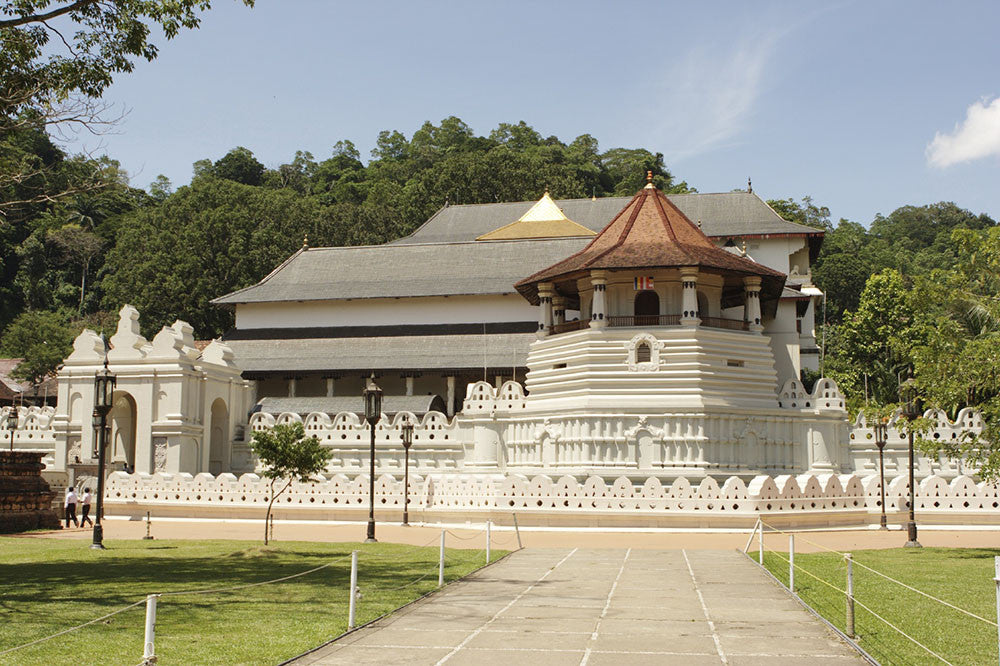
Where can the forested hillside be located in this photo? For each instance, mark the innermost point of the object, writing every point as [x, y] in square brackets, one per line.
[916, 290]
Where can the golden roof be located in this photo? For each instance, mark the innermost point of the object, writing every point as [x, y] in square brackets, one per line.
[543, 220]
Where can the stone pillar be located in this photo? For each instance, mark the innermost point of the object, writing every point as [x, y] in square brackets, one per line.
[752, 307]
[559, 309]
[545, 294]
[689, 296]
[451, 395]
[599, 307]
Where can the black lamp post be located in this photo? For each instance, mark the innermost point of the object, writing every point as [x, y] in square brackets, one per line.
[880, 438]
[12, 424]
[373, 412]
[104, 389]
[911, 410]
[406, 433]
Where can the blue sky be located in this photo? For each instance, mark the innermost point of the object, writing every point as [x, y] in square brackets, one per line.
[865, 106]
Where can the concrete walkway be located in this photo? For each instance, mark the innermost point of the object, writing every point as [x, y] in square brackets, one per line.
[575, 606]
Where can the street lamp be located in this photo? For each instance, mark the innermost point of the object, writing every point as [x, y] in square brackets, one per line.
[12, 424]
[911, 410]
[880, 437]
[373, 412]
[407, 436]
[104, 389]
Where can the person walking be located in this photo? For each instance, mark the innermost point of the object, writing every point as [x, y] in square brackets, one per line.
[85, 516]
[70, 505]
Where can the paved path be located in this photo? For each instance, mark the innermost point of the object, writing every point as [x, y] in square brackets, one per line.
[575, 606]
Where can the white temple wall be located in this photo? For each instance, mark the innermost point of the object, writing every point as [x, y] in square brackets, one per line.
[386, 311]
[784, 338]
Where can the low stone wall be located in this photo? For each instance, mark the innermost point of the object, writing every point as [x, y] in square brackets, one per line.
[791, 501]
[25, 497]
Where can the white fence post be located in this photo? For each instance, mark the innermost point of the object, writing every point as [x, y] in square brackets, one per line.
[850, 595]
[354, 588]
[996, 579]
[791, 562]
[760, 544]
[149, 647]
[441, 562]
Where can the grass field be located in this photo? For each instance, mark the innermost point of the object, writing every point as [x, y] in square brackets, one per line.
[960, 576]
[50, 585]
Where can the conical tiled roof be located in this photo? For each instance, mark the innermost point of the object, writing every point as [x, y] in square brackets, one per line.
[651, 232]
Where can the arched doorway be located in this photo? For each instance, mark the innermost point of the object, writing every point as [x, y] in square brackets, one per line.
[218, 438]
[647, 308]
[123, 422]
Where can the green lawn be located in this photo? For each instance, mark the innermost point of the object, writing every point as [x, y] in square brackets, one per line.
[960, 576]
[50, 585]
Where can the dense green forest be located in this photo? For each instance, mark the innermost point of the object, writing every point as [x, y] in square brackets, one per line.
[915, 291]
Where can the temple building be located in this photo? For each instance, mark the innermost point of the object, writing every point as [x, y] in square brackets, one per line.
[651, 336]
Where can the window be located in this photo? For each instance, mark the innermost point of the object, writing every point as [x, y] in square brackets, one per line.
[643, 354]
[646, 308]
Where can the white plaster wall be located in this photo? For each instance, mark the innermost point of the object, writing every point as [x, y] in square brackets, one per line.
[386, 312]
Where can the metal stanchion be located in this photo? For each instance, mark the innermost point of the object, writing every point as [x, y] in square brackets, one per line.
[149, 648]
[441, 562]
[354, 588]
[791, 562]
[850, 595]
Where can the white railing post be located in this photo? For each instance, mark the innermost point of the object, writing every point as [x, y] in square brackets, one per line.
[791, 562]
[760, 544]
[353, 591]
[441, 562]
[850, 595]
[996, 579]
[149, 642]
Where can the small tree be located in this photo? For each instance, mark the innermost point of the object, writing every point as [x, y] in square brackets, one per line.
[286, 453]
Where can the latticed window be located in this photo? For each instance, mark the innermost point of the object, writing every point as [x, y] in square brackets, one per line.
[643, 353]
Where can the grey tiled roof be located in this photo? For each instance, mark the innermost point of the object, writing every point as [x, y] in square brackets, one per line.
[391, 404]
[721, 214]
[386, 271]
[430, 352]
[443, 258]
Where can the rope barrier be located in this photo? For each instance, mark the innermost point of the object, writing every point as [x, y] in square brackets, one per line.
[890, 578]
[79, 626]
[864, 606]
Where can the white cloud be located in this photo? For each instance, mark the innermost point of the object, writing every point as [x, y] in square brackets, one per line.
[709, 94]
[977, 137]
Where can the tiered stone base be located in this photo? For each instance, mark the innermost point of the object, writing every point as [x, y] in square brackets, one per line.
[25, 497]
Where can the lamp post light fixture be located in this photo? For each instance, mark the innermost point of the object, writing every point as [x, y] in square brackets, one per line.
---*---
- What is needed:
Nothing but the lines from the one that contains "Where can the grey" through the end of the data above should appear, each reproduced exactly.

- Written solution:
Where can the grey tiled roof be located in this photo? For each instance, mark the innermost point of the object, writing every point as [x, y] in square brackets, one per line.
[391, 404]
[721, 214]
[386, 271]
[430, 352]
[443, 258]
Where can the rope barrier be located in this photo? For each instance, mark the innermost point of the object, writing every point as [x, y] in square brackets, one per line.
[890, 578]
[79, 626]
[864, 606]
Where can the white cloud be located in this photo? For each instance, mark the innermost point of the object, writing every point as [x, y] in square brackets, one per line.
[709, 94]
[977, 137]
Where can the tiered stone base be located in this photo? For each instance, mark the innermost point of the object, writing every point as [x, y] in square brackets, one per line.
[25, 497]
Where can the lamp post light fixture be located in this photo? For each instance, mark the innermost point of the object, writing every point as [x, y] in square brackets, one per line.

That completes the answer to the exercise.